Have a plan in place and stick to it
It is not uncommon for operations to accept deviation from the ideal procedure. This often happens as managers stray away from written protocols and the new standard gets passed from employee to employee. Underwood says that it is important that a protocol be a working document, so that when changes are made they are documented and thought through with management. A structured training process and re-evaluation of current practices can be an effective means to prevent future miscommunication. Involve employees in this process. Engaged employees are often more satisfied with their jobs and will most likely stay with the same employer for longer periods of time.
For instance many calf operations use nipples on bottles to feed calves (it is common to evaluate the opening of the nipple to make sure it is not too large so that the calf does not aspirate on fluid). Occasionally employees will carry a nipple or two in their pocket with the large opening so the fluid flows faster. This is neither sanitary and is certainly not adhering to protocol. But perhaps the employee in this scenario wasn’t aware of the protocol for how calf nipples should be handled and why sanitation is important.
A little education can go a long way and could pay dividends later, with increased calf health. Sanitation, feed and water bucket management, heifer movement and vaccination are other common examples where not communicating the importance of protocol could lead to long-term profit losses. Managers should encourage their employees to ask questions; open communication regarding expectations as well as changes can ease some of the burden.
Acknowledge a job well done
Many well-managed calf operations and dairies strive to hold employees accountable for their duties and offer public recognition for a job well done. Offering incentives for quality work is another positive way to show employees that their work does not go unnoticed. Also, never underestimate the power of just thanking an employee or telling them that they did a good job. This is often more meaningful than other forms of recognition.

MATERIAL PROVIDED:
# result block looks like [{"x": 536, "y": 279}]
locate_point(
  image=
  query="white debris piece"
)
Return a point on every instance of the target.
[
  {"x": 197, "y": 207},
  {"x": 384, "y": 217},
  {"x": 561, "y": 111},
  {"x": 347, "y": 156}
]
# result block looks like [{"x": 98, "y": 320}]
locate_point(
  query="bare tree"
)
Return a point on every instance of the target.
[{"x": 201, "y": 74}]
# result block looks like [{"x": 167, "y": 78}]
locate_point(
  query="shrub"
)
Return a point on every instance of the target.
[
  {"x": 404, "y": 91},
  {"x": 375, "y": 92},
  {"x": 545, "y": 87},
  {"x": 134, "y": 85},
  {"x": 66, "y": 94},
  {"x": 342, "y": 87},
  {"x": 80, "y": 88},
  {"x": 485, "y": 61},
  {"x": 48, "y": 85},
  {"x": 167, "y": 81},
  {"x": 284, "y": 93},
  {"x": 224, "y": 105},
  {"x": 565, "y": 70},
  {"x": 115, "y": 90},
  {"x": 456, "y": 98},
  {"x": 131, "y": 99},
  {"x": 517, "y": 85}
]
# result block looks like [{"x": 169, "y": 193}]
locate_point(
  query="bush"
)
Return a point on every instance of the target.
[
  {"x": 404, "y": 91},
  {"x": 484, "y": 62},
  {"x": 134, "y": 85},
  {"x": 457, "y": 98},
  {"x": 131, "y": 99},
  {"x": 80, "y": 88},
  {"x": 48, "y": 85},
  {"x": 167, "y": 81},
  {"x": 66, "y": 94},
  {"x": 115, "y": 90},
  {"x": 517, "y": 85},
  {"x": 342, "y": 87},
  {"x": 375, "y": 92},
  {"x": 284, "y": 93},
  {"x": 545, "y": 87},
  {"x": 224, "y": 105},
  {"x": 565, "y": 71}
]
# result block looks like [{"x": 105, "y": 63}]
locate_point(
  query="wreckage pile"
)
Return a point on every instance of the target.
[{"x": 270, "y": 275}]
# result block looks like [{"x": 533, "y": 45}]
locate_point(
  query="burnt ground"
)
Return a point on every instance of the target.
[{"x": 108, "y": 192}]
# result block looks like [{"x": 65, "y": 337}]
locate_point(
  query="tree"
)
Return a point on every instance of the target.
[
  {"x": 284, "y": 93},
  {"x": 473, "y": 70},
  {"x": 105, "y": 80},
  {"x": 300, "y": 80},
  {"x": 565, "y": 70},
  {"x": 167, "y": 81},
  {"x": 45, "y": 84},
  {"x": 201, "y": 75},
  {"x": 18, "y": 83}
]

PROBLEM 1:
In the calf-operation passage, what does Underwood say a protocol should be?
PROBLEM 2:
Repeat word for word the part of the calf-operation passage from "Acknowledge a job" to "forms of recognition.".

SOLUTION 1:
A working document, so that changes are documented and thought through with management.

SOLUTION 2:
Acknowledge a job well done
Many well-managed calf operations and dairies strive to hold employees accountable for their duties and offer public recognition for a job well done. Offering incentives for quality work is another positive way to show employees that their work does not go unnoticed. Also, never underestimate the power of just thanking an employee or telling them that they did a good job. This is often more meaningful than other forms of recognition.